BEGIN

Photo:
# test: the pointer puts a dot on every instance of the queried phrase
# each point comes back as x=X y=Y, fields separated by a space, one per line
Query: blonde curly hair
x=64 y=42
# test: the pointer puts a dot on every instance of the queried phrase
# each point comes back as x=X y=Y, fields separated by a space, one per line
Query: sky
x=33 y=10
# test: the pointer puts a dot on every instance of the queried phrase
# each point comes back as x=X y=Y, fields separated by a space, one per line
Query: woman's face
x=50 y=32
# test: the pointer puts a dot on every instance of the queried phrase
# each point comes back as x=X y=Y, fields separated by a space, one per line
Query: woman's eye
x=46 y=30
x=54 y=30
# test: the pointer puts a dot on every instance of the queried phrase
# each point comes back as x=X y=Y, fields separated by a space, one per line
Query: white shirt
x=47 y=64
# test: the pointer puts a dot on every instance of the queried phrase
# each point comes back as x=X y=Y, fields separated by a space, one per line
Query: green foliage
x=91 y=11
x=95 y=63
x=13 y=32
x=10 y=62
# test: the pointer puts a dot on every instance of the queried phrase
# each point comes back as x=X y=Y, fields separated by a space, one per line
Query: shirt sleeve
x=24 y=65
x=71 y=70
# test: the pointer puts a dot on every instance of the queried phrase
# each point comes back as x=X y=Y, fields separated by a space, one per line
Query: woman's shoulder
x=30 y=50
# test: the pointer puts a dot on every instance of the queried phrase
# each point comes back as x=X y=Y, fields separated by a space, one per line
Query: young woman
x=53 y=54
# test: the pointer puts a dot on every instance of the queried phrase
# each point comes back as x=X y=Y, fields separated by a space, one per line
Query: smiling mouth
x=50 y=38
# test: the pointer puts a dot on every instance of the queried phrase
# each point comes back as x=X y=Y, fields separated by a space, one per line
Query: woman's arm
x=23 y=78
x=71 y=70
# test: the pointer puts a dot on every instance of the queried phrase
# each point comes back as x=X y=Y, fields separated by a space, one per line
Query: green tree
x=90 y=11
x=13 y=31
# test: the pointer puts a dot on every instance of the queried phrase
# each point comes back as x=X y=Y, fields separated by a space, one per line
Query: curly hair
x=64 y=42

END

• **Instructions for the task**
Return each entry from above without altering a single character.

• **Task response**
Photo:
# test: the pointer puts a dot on every instance of the queried phrase
# each point comes back as x=X y=Y, fields separated by a space, one per line
Query: blonde curly hair
x=64 y=42
# test: the pointer puts a dot on every instance of the queried phrase
# each point comes back as x=X y=Y, fields separated by a space, one per line
Query: sky
x=33 y=10
# test: the pointer puts a dot on every instance of the queried phrase
# each point comes back as x=X y=Y, fields separated by a space, one per line
Query: woman's face
x=50 y=32
# test: the pointer puts a dot on every instance of the queried phrase
# each point comes back as x=X y=Y, fields separated by a space, one per line
Query: woman's eye
x=46 y=30
x=54 y=30
# test: the pointer puts a dot on every instance of the queried phrase
# each point comes back as x=X y=Y, fields separated by a space, one per line
Query: white shirt
x=47 y=64
# test: the pointer puts a dot on every instance of the queried phrase
# each point comes back as x=X y=Y, fields separated by a space, one per line
Query: green foliage
x=91 y=11
x=95 y=63
x=13 y=32
x=10 y=62
# test: the pointer puts a dot on every instance of the queried phrase
# each point comes back as x=X y=Y, fields separated by a space, one per line
Query: shirt sleeve
x=24 y=65
x=71 y=70
# test: the pointer puts a dot on every instance of the queried phrase
# each point comes back as x=X y=Y, fields separated by a space, one per line
Query: woman's shoulder
x=30 y=50
# test: the pointer puts a dot on every instance of the queried phrase
# each point comes back as x=X y=Y, fields separated by a space, one per line
Query: young woman
x=53 y=54
# test: the pointer puts a dot on every instance of the queried phrase
# each point comes back as x=X y=Y, fields separated by a space, one per line
Query: smiling mouth
x=50 y=38
# test: the pointer puts a dot on every instance of the queried phrase
# each point comes back as x=X y=Y, fields separated by a space, one per line
Query: woman's arm
x=23 y=78
x=71 y=70
# test: the pointer puts a dot on every instance of the queried phrase
# each point comes back as x=X y=Y, fields separated by a space, one per line
Query: green tree
x=90 y=11
x=13 y=31
# test: the pointer puts a dot on every instance of the queried phrase
# each point comes back as x=X y=Y, fields separated by a space, one per line
Query: curly hair
x=64 y=42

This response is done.